**Data provided**.
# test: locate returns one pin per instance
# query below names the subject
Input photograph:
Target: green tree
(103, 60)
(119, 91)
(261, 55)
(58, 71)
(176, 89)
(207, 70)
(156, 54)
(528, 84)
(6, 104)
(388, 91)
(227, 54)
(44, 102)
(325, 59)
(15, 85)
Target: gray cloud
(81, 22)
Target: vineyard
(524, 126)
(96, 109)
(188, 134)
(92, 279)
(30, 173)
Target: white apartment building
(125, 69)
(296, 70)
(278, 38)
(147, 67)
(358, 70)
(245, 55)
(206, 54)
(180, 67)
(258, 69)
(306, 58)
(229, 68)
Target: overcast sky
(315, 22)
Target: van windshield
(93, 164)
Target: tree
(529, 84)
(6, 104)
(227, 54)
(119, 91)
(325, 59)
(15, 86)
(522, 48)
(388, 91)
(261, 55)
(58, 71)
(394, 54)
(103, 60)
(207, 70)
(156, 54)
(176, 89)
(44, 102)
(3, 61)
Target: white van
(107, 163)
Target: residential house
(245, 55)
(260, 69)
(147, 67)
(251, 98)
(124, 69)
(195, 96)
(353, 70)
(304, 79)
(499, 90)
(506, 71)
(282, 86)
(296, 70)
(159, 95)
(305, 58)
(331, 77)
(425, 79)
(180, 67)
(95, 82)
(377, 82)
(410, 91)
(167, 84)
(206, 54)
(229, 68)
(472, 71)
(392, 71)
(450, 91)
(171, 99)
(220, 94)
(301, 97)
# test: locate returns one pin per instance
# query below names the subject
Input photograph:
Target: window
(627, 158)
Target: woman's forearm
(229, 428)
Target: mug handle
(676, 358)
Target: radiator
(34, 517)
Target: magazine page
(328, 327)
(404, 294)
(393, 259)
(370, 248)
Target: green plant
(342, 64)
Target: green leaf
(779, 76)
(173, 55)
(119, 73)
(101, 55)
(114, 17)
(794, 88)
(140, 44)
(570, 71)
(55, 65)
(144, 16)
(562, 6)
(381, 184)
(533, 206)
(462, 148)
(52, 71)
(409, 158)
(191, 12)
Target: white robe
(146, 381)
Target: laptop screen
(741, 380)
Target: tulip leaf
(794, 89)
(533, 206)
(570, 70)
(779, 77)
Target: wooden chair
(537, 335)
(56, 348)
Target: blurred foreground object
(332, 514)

**What you should do**. Reproduce the whole listing verbatim, leaving every line as it was.

**Output for this exercise**.
# test: locate returns one pin per instance
# query below names the subject
Input photograph:
Target: green tree
(103, 60)
(119, 91)
(261, 55)
(58, 71)
(176, 89)
(207, 70)
(156, 54)
(528, 84)
(6, 104)
(388, 91)
(227, 54)
(44, 102)
(325, 59)
(15, 85)
Target: gray cloud
(81, 22)
Target: vineyard
(524, 126)
(96, 109)
(188, 134)
(92, 279)
(30, 173)
Target: white apartment building
(125, 69)
(296, 70)
(278, 38)
(147, 67)
(358, 70)
(245, 55)
(206, 54)
(180, 67)
(258, 69)
(306, 58)
(229, 68)
Target: overcast sky
(315, 22)
Target: van windshield
(93, 164)
Target: tree
(529, 84)
(6, 104)
(227, 54)
(119, 91)
(325, 59)
(15, 86)
(522, 48)
(388, 91)
(261, 55)
(58, 71)
(394, 54)
(103, 60)
(207, 70)
(156, 54)
(176, 89)
(44, 102)
(3, 61)
Target: white van
(107, 163)
Target: residential house
(245, 55)
(260, 69)
(147, 67)
(251, 98)
(124, 69)
(195, 96)
(353, 70)
(304, 79)
(499, 90)
(506, 71)
(282, 86)
(296, 70)
(159, 95)
(305, 58)
(331, 77)
(425, 79)
(180, 67)
(95, 82)
(377, 82)
(410, 91)
(167, 84)
(206, 54)
(229, 68)
(472, 71)
(392, 71)
(450, 91)
(171, 99)
(220, 94)
(301, 97)
# test: locate returns one pin per instance
# query below names the subject
Input photograph:
Target: window
(627, 158)
Target: woman's forearm
(229, 428)
Target: mug handle
(676, 358)
Target: radiator
(34, 517)
Target: magazine page
(328, 327)
(404, 294)
(393, 259)
(370, 248)
Target: green plant
(342, 64)
Target: green leaf
(779, 76)
(173, 55)
(119, 73)
(101, 55)
(114, 17)
(794, 88)
(140, 44)
(570, 71)
(55, 65)
(144, 16)
(562, 6)
(381, 184)
(533, 206)
(462, 148)
(52, 71)
(409, 158)
(191, 12)
Target: white robe
(146, 381)
Target: laptop screen
(741, 380)
Target: tulip leaf
(794, 89)
(533, 206)
(570, 70)
(779, 77)
Target: wooden chair
(537, 335)
(56, 348)
Target: blurred foreground object
(332, 514)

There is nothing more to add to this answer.